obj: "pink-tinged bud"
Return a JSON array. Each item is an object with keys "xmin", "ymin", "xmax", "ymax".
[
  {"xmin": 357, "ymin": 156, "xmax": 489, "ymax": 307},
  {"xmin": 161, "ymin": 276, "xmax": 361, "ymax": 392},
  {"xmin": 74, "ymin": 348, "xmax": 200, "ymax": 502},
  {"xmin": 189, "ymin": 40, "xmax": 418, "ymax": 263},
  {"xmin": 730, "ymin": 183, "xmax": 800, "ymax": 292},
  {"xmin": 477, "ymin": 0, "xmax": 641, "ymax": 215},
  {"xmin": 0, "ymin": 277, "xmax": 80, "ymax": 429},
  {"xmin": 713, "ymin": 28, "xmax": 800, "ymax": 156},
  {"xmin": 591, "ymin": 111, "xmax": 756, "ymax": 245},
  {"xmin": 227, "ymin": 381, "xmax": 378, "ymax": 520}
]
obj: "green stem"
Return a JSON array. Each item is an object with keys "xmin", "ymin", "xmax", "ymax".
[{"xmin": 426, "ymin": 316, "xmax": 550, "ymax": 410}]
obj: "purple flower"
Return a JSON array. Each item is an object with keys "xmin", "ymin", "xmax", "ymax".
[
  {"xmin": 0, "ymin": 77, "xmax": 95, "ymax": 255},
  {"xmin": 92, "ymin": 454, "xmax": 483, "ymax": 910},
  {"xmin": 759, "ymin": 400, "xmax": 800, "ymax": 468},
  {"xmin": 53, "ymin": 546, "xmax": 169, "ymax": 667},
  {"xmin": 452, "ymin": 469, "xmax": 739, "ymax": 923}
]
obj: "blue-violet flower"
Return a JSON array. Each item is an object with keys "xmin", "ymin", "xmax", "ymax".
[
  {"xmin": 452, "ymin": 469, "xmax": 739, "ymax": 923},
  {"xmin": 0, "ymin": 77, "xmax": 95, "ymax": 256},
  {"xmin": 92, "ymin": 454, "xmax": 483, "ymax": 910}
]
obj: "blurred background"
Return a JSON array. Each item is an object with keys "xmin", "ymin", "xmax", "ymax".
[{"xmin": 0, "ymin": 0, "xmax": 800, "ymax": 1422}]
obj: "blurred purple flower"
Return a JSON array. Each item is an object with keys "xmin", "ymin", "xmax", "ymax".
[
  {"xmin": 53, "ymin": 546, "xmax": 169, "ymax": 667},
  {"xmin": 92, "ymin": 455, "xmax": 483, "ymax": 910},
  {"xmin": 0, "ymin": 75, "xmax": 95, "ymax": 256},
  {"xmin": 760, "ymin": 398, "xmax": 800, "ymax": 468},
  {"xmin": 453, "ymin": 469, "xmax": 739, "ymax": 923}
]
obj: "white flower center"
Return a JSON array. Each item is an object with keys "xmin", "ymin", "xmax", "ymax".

** What is needed **
Identify each line of the material above that contains the word "purple" and copy those lines. Case counts.

** Output of the exercise **
obj: "purple flower"
obj: "blurred purple flower"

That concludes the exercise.